(Beginning of Given records)
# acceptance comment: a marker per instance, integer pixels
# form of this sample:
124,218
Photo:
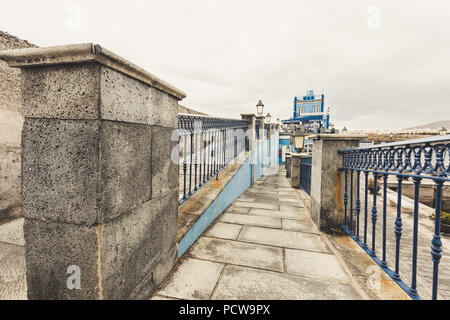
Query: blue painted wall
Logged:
240,182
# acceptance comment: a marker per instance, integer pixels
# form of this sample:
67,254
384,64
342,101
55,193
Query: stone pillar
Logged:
327,181
260,123
99,188
250,140
295,170
288,165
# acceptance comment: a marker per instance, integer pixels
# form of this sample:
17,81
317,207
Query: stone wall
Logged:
99,188
11,122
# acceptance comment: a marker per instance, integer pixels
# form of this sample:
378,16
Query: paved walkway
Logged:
265,246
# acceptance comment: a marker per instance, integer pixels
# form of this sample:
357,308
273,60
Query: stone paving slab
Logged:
194,279
12,232
224,230
252,220
256,205
297,225
315,265
239,283
283,238
300,214
239,210
239,253
13,285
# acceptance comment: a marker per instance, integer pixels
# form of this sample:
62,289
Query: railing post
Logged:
327,180
96,158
(End of Given records)
What is expected:
Your job is to return all lines above that hold the word "Query".

Written response:
Query: blue painted wall
Query: stone pillar
Query: stone wall
Query: paved walkway
Query: stone paving slab
Query: railing post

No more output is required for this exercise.